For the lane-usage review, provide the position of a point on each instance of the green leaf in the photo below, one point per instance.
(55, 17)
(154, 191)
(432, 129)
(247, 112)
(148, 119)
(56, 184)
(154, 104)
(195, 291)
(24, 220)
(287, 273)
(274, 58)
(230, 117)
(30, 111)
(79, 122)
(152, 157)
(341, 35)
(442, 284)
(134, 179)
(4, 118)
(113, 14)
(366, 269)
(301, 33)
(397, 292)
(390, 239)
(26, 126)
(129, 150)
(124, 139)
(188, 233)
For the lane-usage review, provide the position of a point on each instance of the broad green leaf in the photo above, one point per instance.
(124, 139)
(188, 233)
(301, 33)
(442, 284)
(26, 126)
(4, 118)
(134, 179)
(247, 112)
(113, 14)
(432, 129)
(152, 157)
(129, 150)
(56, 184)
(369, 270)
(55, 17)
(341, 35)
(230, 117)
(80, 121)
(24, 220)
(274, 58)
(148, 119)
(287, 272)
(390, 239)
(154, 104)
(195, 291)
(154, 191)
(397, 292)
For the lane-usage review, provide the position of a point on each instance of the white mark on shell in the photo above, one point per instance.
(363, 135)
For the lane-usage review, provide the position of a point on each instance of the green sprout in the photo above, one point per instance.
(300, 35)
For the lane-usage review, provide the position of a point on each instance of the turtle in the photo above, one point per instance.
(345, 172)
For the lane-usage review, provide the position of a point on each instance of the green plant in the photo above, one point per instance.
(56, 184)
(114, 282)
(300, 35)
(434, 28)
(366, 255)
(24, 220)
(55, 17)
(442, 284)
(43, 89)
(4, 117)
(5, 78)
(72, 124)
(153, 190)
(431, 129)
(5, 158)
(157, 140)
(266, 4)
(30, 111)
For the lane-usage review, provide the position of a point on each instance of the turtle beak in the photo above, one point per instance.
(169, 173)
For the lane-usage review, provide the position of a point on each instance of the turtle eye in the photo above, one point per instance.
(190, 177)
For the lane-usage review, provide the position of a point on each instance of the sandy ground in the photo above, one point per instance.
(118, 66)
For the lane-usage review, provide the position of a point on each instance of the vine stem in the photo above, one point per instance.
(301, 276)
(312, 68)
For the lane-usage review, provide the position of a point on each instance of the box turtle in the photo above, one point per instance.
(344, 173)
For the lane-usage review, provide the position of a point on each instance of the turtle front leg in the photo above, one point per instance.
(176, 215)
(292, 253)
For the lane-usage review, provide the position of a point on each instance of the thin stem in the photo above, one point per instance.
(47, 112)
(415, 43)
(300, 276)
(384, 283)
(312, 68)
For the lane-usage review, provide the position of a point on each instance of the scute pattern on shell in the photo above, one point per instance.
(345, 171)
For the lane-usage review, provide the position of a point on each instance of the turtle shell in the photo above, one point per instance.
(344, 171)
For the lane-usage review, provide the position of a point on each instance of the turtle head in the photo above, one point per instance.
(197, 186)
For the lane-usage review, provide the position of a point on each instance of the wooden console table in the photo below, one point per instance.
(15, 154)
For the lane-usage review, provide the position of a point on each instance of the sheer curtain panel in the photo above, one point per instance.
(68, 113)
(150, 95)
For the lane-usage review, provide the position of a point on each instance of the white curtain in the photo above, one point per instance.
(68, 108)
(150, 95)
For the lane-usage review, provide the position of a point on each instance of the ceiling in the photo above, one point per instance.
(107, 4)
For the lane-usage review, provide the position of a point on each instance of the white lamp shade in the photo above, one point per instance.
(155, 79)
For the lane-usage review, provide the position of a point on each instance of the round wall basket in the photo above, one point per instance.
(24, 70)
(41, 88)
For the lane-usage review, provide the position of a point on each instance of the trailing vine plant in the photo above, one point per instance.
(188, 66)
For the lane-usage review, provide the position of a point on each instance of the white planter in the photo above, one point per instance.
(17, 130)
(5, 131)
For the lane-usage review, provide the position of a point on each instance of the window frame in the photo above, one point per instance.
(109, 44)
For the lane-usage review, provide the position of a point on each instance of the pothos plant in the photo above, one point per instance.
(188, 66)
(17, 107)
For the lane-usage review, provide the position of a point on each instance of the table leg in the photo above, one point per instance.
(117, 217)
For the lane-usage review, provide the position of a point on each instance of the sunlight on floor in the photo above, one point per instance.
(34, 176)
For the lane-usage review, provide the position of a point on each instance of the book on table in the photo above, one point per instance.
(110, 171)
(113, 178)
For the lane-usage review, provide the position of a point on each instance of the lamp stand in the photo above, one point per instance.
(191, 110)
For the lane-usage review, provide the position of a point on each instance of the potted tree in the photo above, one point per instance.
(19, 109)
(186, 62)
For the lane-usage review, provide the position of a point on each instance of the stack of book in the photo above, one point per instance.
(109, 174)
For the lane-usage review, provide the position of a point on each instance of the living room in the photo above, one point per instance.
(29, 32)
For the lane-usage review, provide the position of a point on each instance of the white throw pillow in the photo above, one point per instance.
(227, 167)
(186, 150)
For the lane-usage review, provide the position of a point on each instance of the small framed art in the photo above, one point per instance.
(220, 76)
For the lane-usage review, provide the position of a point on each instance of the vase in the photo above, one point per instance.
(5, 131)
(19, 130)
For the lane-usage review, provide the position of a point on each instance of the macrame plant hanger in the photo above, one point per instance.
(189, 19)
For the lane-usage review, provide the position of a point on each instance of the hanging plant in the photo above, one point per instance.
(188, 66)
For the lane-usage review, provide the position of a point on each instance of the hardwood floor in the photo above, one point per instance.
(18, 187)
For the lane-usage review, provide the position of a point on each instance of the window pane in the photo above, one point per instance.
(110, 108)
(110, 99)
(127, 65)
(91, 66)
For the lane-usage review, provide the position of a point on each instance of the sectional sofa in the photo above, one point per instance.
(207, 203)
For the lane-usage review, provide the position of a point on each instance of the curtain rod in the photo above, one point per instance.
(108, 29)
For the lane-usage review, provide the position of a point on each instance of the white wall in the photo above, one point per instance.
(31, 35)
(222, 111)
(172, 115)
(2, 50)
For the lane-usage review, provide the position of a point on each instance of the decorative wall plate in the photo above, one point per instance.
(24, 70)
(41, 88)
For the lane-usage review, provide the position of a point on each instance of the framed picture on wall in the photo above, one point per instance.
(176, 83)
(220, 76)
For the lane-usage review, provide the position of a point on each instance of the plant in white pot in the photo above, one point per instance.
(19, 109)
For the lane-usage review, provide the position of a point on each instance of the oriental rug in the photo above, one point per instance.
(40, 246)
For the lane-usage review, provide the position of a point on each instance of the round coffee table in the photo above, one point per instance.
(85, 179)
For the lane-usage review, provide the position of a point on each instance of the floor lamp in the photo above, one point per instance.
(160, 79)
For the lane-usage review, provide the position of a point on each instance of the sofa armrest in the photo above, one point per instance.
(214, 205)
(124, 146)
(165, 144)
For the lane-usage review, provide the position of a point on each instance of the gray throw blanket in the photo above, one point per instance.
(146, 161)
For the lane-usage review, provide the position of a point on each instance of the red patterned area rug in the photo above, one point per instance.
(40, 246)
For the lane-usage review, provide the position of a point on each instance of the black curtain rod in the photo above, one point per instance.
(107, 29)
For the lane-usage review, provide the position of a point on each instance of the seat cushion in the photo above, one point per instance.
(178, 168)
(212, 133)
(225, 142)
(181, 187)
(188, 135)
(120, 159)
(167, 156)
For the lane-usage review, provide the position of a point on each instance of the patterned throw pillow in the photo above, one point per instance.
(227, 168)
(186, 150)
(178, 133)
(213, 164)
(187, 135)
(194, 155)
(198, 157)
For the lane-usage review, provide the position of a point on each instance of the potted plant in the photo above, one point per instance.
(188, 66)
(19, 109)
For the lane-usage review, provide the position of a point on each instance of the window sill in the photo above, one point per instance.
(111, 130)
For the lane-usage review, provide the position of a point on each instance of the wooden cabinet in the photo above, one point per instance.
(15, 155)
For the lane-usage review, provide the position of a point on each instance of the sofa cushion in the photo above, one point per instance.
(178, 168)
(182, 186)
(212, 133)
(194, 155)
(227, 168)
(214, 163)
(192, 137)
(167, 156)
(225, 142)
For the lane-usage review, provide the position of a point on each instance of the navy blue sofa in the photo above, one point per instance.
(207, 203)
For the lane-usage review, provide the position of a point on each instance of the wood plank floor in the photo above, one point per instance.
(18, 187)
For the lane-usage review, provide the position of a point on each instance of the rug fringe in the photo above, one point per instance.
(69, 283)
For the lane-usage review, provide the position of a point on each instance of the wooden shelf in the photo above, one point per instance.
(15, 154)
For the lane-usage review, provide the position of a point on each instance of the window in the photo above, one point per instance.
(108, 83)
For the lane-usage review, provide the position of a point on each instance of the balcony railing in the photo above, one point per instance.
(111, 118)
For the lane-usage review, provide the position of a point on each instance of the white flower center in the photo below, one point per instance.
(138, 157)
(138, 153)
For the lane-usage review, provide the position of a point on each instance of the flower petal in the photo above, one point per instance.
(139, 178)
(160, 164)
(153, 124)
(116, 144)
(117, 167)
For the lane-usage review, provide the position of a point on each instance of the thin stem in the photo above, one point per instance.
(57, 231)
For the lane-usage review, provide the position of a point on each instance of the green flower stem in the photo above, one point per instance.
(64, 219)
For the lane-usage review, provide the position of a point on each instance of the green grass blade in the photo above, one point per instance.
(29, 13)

+++

→ **The exercise**
Copy out, character for character, the lines from the one containing "of the flower" through the final line of the records, both included.

→ **Solution**
For the lane-usage review, provide the position of a point on each instance of the flower petal in the photo above, one point per instance.
(139, 178)
(160, 164)
(153, 124)
(116, 144)
(117, 167)
For the lane-usage review, provide the position of a point on each instance of the thin stem in the photo above, one point per instance.
(57, 231)
For the lane-usage review, provide the position of a point on each instance of the green flower stem in the photo above, one point per instance.
(64, 219)
For the lane-usage review, provide the position of a point on each instance of the green grass blade in the photo above, one point per instance.
(29, 13)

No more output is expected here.